• [Listed records]
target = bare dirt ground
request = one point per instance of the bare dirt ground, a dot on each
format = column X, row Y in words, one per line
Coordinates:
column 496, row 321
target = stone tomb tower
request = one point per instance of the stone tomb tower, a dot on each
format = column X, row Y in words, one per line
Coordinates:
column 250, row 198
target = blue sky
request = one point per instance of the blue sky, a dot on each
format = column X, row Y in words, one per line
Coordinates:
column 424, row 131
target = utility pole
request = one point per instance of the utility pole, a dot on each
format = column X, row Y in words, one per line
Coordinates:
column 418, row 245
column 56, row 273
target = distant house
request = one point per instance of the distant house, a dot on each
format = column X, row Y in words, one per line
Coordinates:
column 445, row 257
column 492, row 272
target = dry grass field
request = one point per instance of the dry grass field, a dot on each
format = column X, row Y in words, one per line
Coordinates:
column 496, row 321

• [Exercise task] Substitute "a mark on each" for every occurrence of "a dot on each" in the data above, and write the data out again with nothing else changed.

• [Worked solution]
target = bare dirt ground
request = one point per instance of the bare dirt ground, a mark on each
format = column X, row Y in words, one per line
Coordinates:
column 496, row 321
target = stone tomb tower
request = one point per instance of the stone tomb tower, a mark on each
format = column X, row Y in words, one per line
Coordinates:
column 250, row 198
target = blue sky
request = one point per instance of the blue sky, a mark on each
format = column X, row Y in words, one per line
Coordinates:
column 424, row 131
target = utility pole
request = one point per instance of the utility pole, a mark on each
format = column X, row Y in words, one per line
Coordinates:
column 418, row 245
column 56, row 273
target = distant house
request = one point per instance of the distant house, a mark on each
format = column X, row Y in words, one per line
Coordinates:
column 445, row 257
column 492, row 272
target = dry grass field
request = one point per instance of the dry grass field, a mark on each
format = column X, row Y in words, one per line
Coordinates:
column 496, row 321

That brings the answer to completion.